> _AIM_
Revise the puppy-breeder thread between "I'm not surprised" and "(Aug 28, 2009)", inclusive, putting "kennels" in place of "breeders" each time it appears.

My next puppy will be just as much as, if not more, for Lola as for me so I want to be sure I do everything right. We are going to take our time no matter how long it takes to find. I appreciate your advice and your warnings. It is a shame that it seems so hard to find a good breeder. There are so many people masking themselves as such who are not. This country really needs to develop strict laws and regulations; it's the dogs that are paying too horrible of a price for this to continue! But, I guess that is a discussion for a whole other thread! Thanks again. I will be sure to check out those sites!


----------



## Ladysmom (Oct 19, 2004)

I'm not surprised you've already gotten pm's from breeders. There are members who don't even post, but just lurk so they can contact people who are looking for puppies.

I would stick to the YTCA list and those breeders recommended by those on the list.


----------



## LolasMom33 (Aug 28, 2009)

Snowbody said:


> So why not another Maltese?

> _GIVEN DATA_
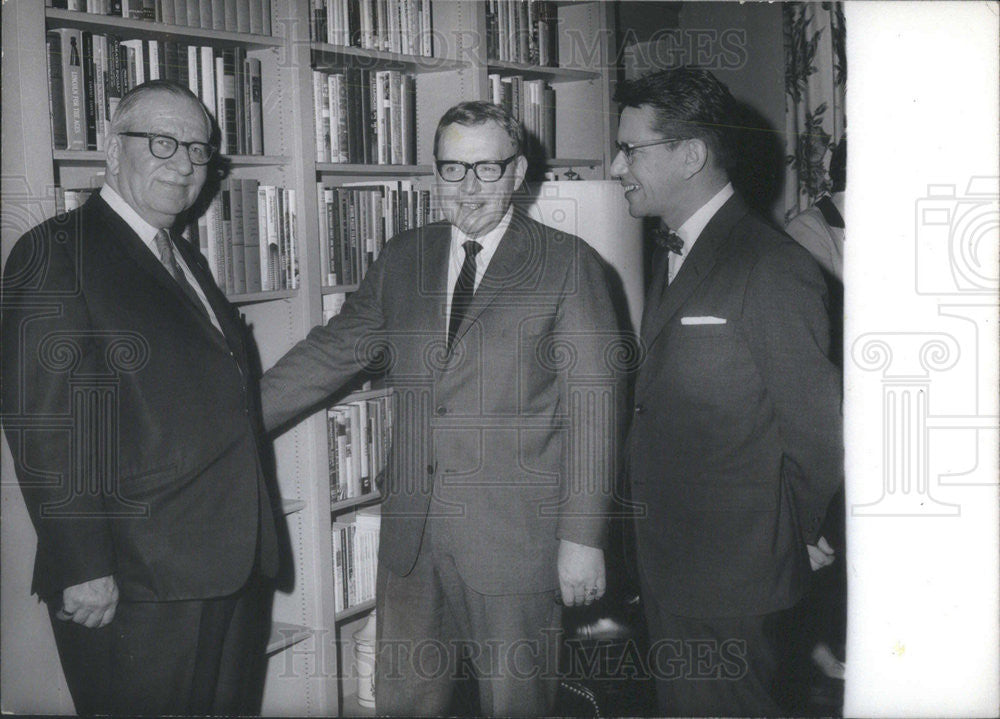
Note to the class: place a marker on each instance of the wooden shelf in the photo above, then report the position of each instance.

> _REPLY_
I'm not surprised you've already gotten pm's from kennels. There are members who don't even post, but just lurk so they can contact people who are looking for puppies.

I would stick to the YTCA list and those kennels recommended by those on the list.


----------



## LolasMom33 (Aug 28, 2009)